**ASSIGNED TASK**
Pictures excluded, please retype exactly the lines from the start of the data through the line that contains "pick out the grass field, placing", both ends kept, and nothing beyond them.
[AVAILABLE DATA]
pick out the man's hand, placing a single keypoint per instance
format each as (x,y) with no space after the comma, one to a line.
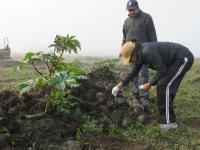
(115,90)
(145,86)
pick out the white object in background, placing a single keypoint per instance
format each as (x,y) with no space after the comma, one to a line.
(115,90)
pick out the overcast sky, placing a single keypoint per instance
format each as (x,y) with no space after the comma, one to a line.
(33,24)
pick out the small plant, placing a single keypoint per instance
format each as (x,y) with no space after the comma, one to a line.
(113,130)
(58,78)
(91,127)
(78,135)
(4,130)
(153,132)
(132,132)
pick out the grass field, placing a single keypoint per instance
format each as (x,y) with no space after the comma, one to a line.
(187,109)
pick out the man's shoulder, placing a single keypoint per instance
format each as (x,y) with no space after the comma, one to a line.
(128,19)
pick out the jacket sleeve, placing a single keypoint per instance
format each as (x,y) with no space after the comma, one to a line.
(157,62)
(151,31)
(124,35)
(132,72)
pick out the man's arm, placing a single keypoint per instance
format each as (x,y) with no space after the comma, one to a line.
(151,31)
(156,61)
(124,35)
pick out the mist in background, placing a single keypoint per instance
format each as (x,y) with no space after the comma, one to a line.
(31,25)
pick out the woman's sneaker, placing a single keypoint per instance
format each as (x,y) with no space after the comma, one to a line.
(169,126)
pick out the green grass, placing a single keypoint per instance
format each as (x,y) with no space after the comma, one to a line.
(187,109)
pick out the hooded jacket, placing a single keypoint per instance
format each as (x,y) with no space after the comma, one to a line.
(158,56)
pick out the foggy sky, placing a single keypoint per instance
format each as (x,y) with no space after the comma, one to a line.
(97,24)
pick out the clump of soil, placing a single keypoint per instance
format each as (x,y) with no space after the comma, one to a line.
(57,130)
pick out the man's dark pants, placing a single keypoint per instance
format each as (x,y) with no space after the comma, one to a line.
(168,86)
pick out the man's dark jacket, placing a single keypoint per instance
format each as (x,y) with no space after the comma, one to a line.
(158,56)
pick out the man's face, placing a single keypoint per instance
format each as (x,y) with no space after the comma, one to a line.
(133,11)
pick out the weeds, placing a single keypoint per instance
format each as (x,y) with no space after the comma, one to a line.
(58,78)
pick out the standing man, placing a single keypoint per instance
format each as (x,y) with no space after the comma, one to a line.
(171,61)
(139,25)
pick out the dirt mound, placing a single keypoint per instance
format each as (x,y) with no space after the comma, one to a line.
(57,130)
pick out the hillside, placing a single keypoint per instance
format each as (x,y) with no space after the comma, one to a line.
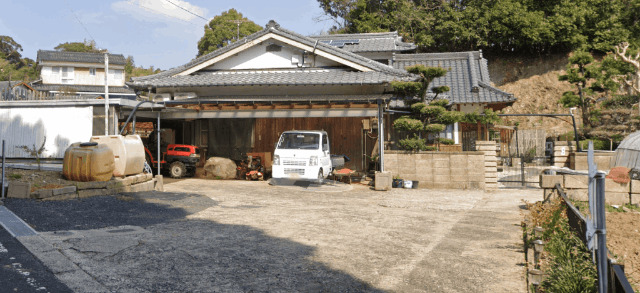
(534,82)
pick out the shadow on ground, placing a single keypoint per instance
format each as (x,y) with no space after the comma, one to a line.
(176,254)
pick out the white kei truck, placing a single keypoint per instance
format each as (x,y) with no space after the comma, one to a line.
(302,155)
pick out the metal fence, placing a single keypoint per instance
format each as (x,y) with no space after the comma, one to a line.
(591,230)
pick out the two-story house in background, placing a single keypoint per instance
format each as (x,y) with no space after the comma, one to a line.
(81,74)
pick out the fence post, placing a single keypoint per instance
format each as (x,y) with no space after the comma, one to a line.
(601,233)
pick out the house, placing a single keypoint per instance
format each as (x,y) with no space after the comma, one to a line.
(470,89)
(81,74)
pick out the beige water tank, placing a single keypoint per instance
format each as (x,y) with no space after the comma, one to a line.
(88,162)
(128,153)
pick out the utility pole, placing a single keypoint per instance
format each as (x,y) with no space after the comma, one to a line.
(106,93)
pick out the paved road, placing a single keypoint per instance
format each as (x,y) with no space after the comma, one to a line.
(221,236)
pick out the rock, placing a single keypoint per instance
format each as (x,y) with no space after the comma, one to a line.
(220,168)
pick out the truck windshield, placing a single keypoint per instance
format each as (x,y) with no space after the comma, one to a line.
(299,141)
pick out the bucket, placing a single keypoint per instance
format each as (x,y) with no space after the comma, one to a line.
(88,162)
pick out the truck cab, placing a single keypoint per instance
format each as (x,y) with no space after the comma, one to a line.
(302,155)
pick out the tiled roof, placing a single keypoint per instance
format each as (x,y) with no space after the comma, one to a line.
(370,42)
(272,27)
(272,77)
(82,88)
(46,55)
(468,76)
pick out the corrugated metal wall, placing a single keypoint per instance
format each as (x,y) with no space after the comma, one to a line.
(346,135)
(62,126)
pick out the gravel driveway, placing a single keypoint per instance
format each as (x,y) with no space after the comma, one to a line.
(238,236)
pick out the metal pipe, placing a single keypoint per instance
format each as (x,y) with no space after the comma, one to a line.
(158,158)
(3,182)
(601,233)
(381,134)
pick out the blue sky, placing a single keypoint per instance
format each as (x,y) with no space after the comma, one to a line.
(154,32)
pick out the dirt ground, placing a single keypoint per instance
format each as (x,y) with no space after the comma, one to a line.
(623,240)
(211,235)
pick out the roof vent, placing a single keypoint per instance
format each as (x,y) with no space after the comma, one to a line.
(272,24)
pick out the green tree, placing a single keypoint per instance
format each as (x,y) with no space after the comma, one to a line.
(86,46)
(225,29)
(581,72)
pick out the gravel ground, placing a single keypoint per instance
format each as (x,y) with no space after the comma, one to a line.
(237,236)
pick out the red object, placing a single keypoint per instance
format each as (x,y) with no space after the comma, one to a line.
(619,174)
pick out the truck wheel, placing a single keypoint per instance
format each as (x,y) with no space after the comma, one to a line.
(177,169)
(320,177)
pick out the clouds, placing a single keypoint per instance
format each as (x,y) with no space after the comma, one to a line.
(161,11)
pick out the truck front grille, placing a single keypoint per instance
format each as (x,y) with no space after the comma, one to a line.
(292,162)
(289,171)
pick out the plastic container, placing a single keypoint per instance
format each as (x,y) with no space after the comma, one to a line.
(88,162)
(128,153)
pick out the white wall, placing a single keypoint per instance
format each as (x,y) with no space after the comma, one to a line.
(28,126)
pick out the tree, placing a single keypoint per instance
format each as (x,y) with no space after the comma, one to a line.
(86,46)
(582,73)
(632,78)
(225,29)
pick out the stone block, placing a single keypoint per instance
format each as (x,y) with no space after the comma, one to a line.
(64,190)
(42,193)
(19,189)
(635,186)
(383,181)
(617,198)
(91,185)
(576,181)
(550,181)
(158,183)
(84,193)
(62,197)
(612,186)
(578,194)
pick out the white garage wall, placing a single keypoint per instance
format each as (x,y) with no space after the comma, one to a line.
(62,126)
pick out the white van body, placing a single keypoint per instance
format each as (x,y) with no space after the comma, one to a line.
(302,155)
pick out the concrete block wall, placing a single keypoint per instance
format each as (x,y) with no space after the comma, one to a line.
(576,187)
(489,149)
(561,153)
(440,170)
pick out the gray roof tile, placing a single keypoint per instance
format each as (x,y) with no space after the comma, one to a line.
(45,55)
(273,77)
(272,27)
(371,42)
(468,76)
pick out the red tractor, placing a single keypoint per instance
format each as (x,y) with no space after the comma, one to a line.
(179,160)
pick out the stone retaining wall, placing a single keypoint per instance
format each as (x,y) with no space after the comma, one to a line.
(134,183)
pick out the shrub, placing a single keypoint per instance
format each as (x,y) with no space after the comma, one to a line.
(413,144)
(434,128)
(447,141)
(406,123)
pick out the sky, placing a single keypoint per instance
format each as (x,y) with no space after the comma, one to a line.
(159,33)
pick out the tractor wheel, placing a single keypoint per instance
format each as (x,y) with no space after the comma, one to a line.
(177,169)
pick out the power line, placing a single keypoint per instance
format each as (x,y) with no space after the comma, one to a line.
(176,5)
(78,19)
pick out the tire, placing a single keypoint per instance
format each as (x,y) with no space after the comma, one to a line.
(177,169)
(320,177)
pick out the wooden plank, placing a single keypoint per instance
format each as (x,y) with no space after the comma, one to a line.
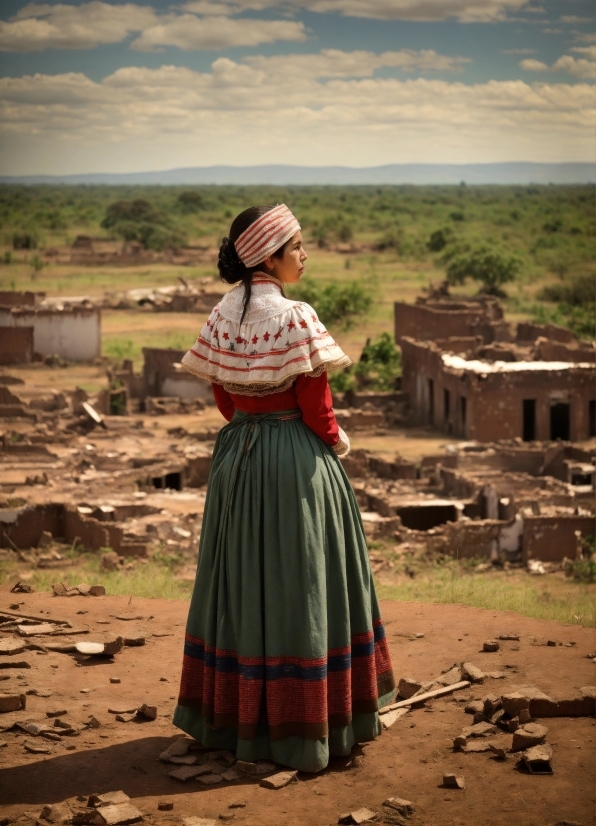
(419,698)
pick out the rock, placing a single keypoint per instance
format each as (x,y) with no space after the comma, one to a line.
(474,707)
(263,767)
(401,806)
(452,781)
(491,704)
(9,646)
(12,702)
(107,799)
(408,687)
(577,707)
(176,749)
(188,773)
(498,751)
(471,673)
(513,703)
(387,720)
(279,780)
(478,730)
(359,816)
(118,813)
(210,779)
(532,734)
(454,675)
(537,760)
(36,748)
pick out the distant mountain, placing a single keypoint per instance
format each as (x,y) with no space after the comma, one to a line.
(417,174)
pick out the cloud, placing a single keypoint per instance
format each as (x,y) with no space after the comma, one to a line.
(584,68)
(40,27)
(189,32)
(268,110)
(466,11)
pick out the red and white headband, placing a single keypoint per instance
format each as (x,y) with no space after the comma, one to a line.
(266,235)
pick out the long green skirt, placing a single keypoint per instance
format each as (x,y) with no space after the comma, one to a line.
(285,655)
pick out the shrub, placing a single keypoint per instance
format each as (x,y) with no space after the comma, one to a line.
(488,265)
(24,240)
(337,304)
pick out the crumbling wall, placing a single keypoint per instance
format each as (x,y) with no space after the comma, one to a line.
(74,333)
(16,345)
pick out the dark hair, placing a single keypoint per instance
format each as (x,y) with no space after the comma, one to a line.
(231,269)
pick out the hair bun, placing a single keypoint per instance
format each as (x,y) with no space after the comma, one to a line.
(230,267)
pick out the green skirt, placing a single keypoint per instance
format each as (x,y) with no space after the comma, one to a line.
(285,656)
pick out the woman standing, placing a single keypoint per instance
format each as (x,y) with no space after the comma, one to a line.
(285,655)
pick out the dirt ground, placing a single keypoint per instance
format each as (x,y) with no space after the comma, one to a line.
(407,761)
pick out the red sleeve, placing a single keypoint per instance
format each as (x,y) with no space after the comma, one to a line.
(224,402)
(314,399)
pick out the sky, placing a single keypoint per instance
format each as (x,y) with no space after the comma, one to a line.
(105,86)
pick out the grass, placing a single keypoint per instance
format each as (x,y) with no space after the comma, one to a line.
(547,598)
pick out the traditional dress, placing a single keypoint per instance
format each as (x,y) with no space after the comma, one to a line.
(285,655)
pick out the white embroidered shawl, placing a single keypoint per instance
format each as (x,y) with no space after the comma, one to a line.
(278,340)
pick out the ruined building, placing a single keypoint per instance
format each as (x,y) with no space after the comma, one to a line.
(467,373)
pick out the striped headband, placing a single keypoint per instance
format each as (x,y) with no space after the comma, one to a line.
(266,235)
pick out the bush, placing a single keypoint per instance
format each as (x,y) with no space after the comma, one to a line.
(337,304)
(490,266)
(24,240)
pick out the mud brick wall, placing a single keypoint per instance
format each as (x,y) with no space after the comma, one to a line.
(550,538)
(16,345)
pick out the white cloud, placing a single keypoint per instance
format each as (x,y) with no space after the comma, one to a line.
(466,11)
(268,110)
(584,68)
(40,27)
(189,32)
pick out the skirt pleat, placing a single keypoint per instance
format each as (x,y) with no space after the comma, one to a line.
(285,655)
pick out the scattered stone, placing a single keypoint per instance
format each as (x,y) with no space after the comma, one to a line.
(36,748)
(279,780)
(532,734)
(359,816)
(10,646)
(401,806)
(12,702)
(498,751)
(176,749)
(387,720)
(116,814)
(537,760)
(452,781)
(471,673)
(474,707)
(513,703)
(408,687)
(263,767)
(231,774)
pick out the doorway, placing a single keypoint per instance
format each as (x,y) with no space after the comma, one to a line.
(560,421)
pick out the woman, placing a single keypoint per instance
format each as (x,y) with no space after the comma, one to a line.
(285,655)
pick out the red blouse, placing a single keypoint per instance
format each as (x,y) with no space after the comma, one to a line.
(310,394)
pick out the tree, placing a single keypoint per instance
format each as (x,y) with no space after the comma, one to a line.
(490,266)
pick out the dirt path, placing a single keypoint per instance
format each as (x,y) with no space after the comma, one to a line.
(408,760)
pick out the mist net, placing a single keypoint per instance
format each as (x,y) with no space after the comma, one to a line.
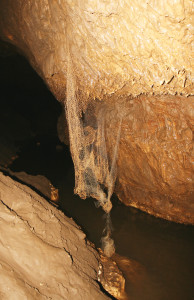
(94,175)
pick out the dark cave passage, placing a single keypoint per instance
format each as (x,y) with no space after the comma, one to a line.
(29,142)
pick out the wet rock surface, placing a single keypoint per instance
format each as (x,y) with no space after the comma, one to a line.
(43,254)
(155,160)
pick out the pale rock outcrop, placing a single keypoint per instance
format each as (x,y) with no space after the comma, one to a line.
(43,254)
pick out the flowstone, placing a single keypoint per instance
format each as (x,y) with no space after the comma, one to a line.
(94,175)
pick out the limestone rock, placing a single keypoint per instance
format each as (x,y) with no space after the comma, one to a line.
(43,254)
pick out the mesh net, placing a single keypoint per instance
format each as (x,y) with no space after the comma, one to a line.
(94,175)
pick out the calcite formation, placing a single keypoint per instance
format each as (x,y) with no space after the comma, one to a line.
(133,54)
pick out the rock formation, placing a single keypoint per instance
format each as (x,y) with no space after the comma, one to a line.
(135,58)
(43,254)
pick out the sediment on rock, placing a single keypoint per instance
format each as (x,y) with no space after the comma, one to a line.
(43,254)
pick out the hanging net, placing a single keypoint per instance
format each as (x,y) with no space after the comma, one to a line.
(94,175)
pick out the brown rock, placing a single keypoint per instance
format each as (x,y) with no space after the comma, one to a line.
(155,160)
(43,253)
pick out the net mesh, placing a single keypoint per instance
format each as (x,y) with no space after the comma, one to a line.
(94,175)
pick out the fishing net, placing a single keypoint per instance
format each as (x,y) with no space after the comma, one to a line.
(94,175)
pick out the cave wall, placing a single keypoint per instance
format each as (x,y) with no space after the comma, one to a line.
(43,253)
(121,50)
(130,47)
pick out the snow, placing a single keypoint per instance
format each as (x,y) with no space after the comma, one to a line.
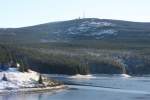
(78,76)
(18,79)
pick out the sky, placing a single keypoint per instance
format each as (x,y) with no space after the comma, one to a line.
(21,13)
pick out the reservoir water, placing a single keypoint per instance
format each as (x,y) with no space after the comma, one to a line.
(93,87)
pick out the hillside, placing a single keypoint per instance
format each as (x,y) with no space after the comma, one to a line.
(79,29)
(79,46)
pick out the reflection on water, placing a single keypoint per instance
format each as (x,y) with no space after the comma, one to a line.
(101,87)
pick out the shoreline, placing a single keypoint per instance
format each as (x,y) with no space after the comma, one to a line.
(31,90)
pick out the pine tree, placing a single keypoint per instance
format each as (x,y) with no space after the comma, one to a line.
(4,78)
(40,81)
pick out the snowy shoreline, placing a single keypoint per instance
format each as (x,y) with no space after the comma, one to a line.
(13,81)
(32,90)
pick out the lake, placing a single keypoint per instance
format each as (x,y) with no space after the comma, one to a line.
(93,87)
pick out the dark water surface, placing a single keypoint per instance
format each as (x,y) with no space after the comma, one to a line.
(96,87)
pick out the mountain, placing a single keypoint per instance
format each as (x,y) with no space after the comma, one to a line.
(79,29)
(79,46)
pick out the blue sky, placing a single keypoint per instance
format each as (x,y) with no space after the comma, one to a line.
(20,13)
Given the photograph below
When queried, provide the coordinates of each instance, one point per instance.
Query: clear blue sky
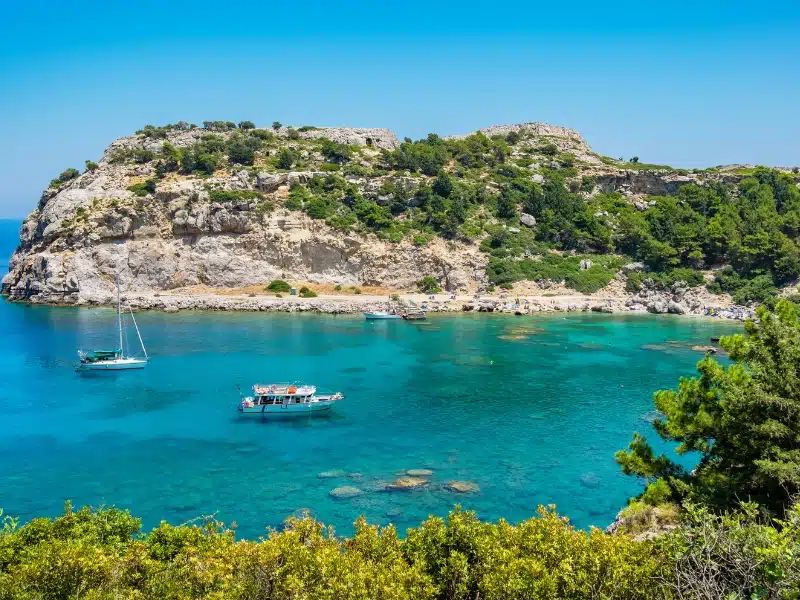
(683, 83)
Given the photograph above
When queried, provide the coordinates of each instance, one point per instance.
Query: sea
(530, 410)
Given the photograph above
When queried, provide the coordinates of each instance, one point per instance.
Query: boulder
(633, 268)
(657, 306)
(676, 308)
(333, 474)
(462, 487)
(344, 492)
(406, 483)
(419, 472)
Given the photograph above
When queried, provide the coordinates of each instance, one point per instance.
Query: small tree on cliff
(744, 421)
(285, 158)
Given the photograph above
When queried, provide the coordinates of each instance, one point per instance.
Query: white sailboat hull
(119, 364)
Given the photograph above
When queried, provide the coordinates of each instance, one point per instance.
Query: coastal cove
(529, 409)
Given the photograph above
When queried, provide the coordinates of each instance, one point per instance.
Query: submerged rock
(590, 480)
(334, 474)
(705, 349)
(345, 491)
(419, 472)
(462, 487)
(406, 483)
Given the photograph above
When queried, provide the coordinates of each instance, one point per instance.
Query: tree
(443, 185)
(285, 158)
(429, 285)
(64, 177)
(334, 152)
(743, 421)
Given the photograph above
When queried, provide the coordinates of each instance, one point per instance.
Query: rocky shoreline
(680, 303)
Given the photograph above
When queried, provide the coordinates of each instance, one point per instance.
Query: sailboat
(114, 360)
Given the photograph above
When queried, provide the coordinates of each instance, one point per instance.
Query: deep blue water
(532, 415)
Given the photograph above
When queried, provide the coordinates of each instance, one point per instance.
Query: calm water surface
(529, 408)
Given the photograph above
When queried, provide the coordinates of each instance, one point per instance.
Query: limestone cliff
(183, 232)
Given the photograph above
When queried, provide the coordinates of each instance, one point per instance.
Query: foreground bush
(99, 554)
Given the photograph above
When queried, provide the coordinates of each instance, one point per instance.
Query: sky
(691, 84)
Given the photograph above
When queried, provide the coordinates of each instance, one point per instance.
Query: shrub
(422, 239)
(548, 149)
(64, 177)
(279, 285)
(335, 152)
(144, 188)
(428, 285)
(225, 196)
(142, 155)
(306, 292)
[/AVAILABLE DATA]
**ANSWER AREA**
pick out the man's hand, placing a single keypoint per instance
format each as (x,y) with no space after the comma, one to a line.
(115,90)
(145,86)
pick out the white object in background, placing a single keypoint per instance
format each as (x,y) with no space after the comma, one to a line.
(115,90)
pick out the overcast sky, placing a single keypoint per instance
format each as (x,y) with no space after the comma, one to a line.
(33,24)
pick out the small plant, placing a single keypoint per instance
format each as (x,y) with no space after the comma, one to a line.
(113,130)
(58,78)
(91,127)
(78,135)
(4,130)
(153,132)
(132,132)
pick out the grass field, placing a single keypoint per instance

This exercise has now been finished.